#### [Source extract]
In this project, we build and optimize an Azure ML pipeline using the Python SDK and a provided Scikit-learn model. We will be using the HyperDrive for hyperparameter tuning an a custom scikit-learn model and AutoML to find an optimal model using both approaches.

We will first create a training script train.py to run the Scikit-learn logistic regression model, and then build a pipeline to optimize the hyperparameters through HyperDrive using a Jupyter Notebook project.ipynb. We will then create an automated machine learning pipeline using Azure AutoML.

Both models' best runs will then be compared with a report of the findings in this README file.

  • train.py
  • project.ipynb

The bankmarketing_train.csv dataset from the UCI Machine Learning Repository is related with the directing marketing campaigns of a Portuguese banking institution. The data collection for these marketing campaigns were based on phone calls and often, more than one contact to the same client was required, in order to assess if the product (bank term deposit) would be ('yes') or ('no') subscribed.

Therefore, this is a binary classification problem where the goal is to train a model to predict the outcome of whether a client will subscribe to a term deposit, based on a variety of predictor variables. Since the outcome is known, this is a supervised learning problem.

Input Variables

  1. age - age of the client (numeric)
  2. job - type of job (categorical: 'admin.','blue-collar','entrepreneur','housemaid','management','retired','self-employed','services','student','technician','unemployed','unknown')
  3. marital - marital status (categorical)
  4. education - (categorical: 'basic.4y','basic.6y','basic.9y','high.school','illiterate','professional.course','university.degree','unknown')
  5. default - has credit in default? (categorical: 'no','yes','unknown')
  6. housing - has housing loan? (categorical: 'no','yes','unknown')
  7. loan - has personal loan? (categorical: 'no','yes','unknown')
  8. contact - contact communication type (categorical: 'cellular','telephone')

#### [Records to use]

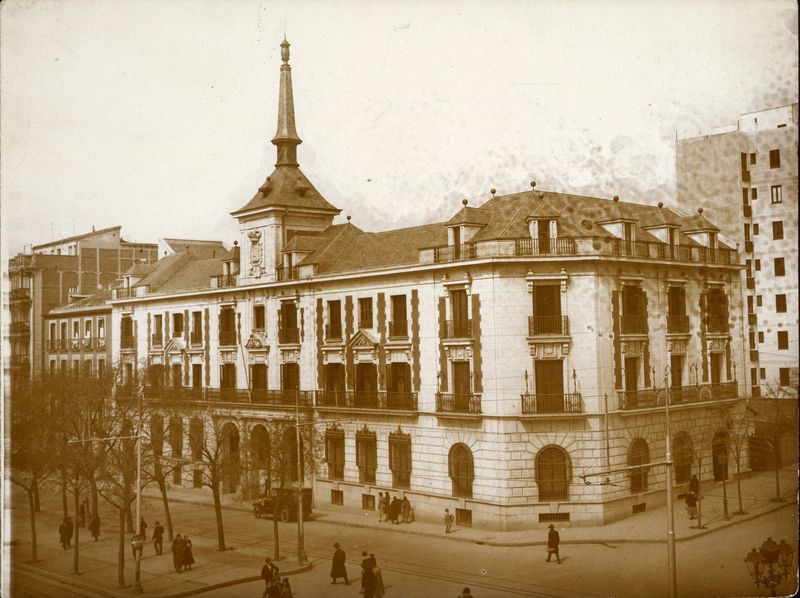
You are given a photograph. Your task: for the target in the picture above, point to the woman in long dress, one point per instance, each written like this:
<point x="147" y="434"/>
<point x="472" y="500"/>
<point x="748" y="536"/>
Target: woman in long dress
<point x="188" y="557"/>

#### [Written tasks]
a) Answer these from the Azure ML project description:
(i) What is the name of the training script the project creates?
(ii) What product do the bank's marketing campaigns ask clients to subscribe to?
(iii) What kind of learning problem does the description call this, since the outcome is known?
b) Render every line of the labeling records above as a Markdown table with the columns Row and Line, numbering the rows and skipping blank lines. Leave the pictures out.

#### [Response list]
a)
(i) train.py
(ii) A bank term deposit
(iii) A supervised learning problem

b)
| Row | Line |
|---|---|
| 1 | You are given a photograph. Your task: for the target in the picture above, point to the woman in long dress, one point per instance, each written like this: |
| 2 | <point x="147" y="434"/> |
| 3 | <point x="472" y="500"/> |
| 4 | <point x="748" y="536"/> |
| 5 | Target: woman in long dress |
| 6 | <point x="188" y="557"/> |